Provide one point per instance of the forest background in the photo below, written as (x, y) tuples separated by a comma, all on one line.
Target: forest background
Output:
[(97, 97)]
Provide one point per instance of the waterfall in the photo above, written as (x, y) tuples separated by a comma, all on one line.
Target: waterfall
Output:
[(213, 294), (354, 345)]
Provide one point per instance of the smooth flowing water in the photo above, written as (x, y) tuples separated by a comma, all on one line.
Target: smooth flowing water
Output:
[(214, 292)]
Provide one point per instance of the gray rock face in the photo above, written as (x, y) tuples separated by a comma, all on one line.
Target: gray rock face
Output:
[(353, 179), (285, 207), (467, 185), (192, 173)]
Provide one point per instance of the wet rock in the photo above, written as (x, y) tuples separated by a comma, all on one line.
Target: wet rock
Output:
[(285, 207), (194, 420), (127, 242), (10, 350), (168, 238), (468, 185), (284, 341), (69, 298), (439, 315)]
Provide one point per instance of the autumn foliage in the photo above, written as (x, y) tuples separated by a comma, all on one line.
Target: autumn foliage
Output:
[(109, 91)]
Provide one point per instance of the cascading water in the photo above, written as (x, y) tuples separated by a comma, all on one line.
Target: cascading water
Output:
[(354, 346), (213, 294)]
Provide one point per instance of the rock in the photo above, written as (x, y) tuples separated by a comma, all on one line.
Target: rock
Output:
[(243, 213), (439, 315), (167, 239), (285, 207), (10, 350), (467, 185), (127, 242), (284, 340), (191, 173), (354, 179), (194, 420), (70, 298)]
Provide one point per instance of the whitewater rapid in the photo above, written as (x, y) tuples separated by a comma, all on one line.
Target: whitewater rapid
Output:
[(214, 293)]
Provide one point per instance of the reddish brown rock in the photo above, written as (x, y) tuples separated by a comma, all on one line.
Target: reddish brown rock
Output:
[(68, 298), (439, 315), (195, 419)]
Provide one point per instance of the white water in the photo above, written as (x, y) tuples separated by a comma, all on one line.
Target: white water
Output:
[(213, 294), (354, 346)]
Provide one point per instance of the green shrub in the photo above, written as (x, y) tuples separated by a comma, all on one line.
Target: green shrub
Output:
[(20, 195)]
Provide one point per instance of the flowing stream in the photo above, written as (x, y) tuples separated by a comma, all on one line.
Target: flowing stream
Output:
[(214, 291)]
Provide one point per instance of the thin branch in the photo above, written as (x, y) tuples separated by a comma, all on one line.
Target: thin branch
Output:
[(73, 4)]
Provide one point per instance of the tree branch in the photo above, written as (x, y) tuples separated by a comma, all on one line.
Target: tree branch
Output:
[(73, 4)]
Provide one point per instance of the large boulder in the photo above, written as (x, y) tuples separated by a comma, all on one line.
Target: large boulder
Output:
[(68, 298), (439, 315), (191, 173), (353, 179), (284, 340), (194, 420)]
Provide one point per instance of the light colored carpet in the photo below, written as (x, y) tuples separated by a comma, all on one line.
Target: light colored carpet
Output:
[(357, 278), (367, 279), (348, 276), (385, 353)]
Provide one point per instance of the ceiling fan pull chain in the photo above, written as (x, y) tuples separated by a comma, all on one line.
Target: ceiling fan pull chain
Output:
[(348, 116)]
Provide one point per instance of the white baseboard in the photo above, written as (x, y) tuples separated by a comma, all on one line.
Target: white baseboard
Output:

DIRECTIONS: Each line in the entries above, starting at the line with "Provide one point per instance of the reddish" and ending at the line with "Target: large boulder", is to be printed exactly, and only those lines.

FINAL ANSWER:
Provide one point per instance of the reddish brown rock in the photo above, written as (x, y) tuples separated by a comma, all on one line.
Target: reddish brown rock
Output:
[(68, 298), (439, 315), (195, 419)]
Provide one point per instance of the white water in the photo above, written as (x, y) tuples separated by a comma, all on one line.
Target: white water
Output:
[(213, 294), (354, 346)]
Provide one point per instance of the green shrub in the photo above, written as (x, y) tuples separated by a comma, all on one line.
Target: green shrub
Output:
[(20, 195)]
Provide one point per instance of the flowing stream in the photo above, written as (x, y) tuples separated by a comma, all on one line.
Target: flowing stream
Output:
[(214, 291)]
Provide one point per instance of the thin branch in the photo above, written as (x, y) tuples separated by a comma, all on one line.
Target: thin branch
Output:
[(73, 4)]
Provide one point per instance of the tree branch in the photo above, written as (x, y) tuples separated by a comma, all on one line.
Target: tree branch
Output:
[(73, 4)]
Provide one point per instance of the large boulder in the photo above, written as (x, y) tuples separated by a comma, all on one line.
Target: large boulder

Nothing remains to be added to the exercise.